**Set problem:**
Replace "sample" with "template" in everything from the line containing "Identify the car bumper" down to the end of the items. Give those lines again with nothing else changed.

**Information given:**
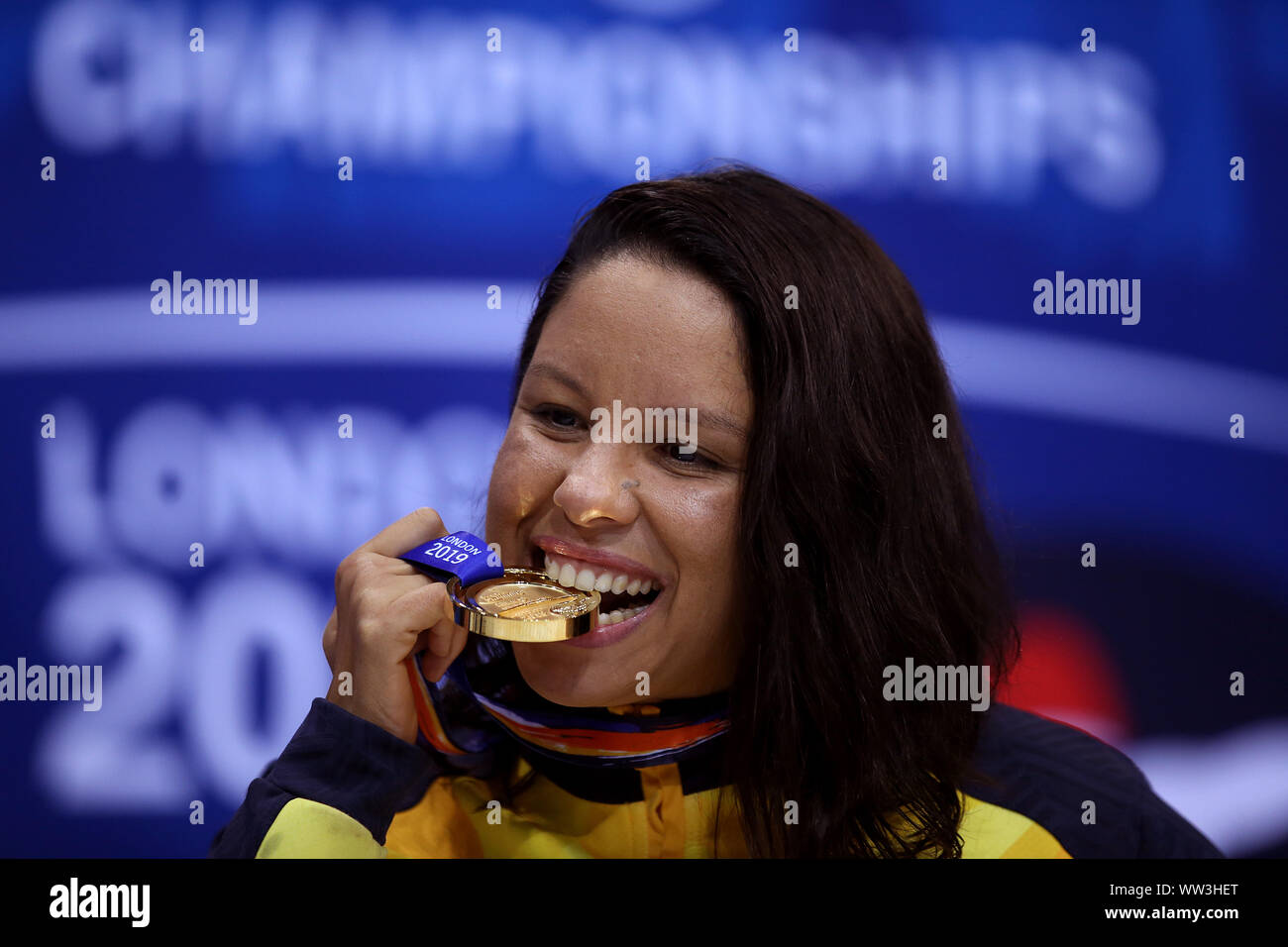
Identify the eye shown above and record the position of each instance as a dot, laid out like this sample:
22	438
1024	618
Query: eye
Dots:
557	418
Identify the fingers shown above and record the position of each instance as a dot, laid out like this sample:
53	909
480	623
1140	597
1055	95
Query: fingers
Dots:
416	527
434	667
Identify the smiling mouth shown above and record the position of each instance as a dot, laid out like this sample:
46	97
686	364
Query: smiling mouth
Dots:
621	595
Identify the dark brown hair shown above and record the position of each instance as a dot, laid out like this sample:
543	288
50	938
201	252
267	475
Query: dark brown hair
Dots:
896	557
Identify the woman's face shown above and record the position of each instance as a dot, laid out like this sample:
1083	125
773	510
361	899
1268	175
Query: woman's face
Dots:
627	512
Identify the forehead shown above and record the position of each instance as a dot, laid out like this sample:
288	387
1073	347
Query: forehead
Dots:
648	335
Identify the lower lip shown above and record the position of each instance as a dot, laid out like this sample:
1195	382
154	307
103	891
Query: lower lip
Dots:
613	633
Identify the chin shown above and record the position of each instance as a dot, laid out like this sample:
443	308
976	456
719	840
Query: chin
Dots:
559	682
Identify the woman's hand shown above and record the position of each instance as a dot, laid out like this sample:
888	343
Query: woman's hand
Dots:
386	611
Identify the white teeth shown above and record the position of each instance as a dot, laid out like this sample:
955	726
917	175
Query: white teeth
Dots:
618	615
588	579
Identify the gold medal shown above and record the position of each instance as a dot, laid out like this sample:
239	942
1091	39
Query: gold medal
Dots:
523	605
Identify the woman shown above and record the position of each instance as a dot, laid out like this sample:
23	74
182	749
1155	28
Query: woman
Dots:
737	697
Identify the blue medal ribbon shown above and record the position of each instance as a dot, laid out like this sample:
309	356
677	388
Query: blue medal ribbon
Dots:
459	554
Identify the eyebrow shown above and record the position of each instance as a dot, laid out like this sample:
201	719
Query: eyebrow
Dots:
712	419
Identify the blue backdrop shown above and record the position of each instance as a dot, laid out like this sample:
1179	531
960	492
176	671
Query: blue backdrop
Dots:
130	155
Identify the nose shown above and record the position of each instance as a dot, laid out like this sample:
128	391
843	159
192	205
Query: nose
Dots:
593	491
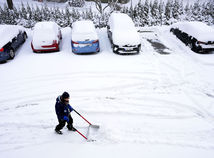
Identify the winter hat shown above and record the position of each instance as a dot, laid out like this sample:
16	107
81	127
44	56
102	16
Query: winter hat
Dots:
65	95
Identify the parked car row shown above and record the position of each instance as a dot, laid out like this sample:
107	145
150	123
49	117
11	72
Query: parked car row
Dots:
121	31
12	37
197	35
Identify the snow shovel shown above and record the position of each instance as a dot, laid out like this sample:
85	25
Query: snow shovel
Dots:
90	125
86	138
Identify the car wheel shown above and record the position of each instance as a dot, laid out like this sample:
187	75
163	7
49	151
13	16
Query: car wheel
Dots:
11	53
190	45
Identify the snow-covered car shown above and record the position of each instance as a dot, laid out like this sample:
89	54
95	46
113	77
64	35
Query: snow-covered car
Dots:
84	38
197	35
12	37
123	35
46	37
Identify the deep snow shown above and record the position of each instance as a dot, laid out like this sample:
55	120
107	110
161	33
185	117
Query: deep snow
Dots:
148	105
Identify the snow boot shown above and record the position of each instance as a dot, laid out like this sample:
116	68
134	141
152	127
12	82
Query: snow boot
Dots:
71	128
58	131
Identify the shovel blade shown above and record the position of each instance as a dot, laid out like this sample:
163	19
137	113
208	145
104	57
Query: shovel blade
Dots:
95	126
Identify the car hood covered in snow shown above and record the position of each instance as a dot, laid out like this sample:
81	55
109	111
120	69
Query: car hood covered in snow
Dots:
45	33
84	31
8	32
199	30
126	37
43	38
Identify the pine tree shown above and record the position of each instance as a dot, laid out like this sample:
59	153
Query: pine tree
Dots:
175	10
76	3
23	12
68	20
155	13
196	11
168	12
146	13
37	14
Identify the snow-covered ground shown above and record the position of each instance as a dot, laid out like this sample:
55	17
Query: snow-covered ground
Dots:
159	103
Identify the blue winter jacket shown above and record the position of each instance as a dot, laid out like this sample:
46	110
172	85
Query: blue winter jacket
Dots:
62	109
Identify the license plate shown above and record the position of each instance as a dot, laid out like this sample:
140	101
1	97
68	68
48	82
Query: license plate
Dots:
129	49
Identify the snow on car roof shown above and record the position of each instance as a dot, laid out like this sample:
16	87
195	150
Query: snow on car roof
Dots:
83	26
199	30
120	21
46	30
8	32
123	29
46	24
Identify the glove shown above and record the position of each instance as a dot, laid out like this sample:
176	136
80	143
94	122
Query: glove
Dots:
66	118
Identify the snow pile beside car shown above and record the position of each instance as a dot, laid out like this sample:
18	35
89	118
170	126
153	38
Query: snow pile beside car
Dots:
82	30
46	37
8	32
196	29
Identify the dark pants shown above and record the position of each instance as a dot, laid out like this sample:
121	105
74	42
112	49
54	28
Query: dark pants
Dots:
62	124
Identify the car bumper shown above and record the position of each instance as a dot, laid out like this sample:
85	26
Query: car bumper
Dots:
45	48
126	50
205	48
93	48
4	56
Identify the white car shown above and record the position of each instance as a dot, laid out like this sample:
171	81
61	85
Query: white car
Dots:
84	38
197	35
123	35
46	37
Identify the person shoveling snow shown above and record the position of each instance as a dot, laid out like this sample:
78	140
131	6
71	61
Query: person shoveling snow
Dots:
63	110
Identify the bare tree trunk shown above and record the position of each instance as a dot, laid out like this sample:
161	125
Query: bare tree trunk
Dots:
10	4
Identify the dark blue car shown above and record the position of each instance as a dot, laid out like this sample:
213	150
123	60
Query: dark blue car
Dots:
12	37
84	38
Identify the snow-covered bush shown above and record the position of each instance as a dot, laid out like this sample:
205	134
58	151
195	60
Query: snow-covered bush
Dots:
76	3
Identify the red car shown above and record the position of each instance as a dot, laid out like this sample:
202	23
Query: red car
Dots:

**Solution to the problem:**
Identify the car bumper shown above and record the position of each instance as a dot, laid out like this template:
85	26
Query: car bumper
Dots:
45	48
126	50
205	48
93	48
4	56
Identify the white car shown above and record the position of each instance as a dot, laid out like this template:
171	81
61	85
Query: white car
Dots:
84	38
197	35
123	35
46	37
Identify the person shoveling snow shown above and record the position of each instance as a dot, laid out like this template:
78	140
131	6
71	61
Query: person shoveling snow
Dots:
63	110
Identify the bare tree trunk shown above and record the position of each instance as a dot, laid out like this template:
161	125
Query: bare tree trunk
Dots:
10	4
Identify the dark blue car shown above and record the position of each instance as a dot, laid out like this template:
213	150
123	60
Query: dark blue car
Dots:
12	37
84	38
Identify the snow-covered bush shown above and record the position of each instance as a dot, laid out like this template:
205	134
58	151
195	60
Query: snow-covered bush
Dots:
76	3
Identify the red car shown above and record the position of each instance as a dot, laid out like this template:
202	23
Query: red car
Dots:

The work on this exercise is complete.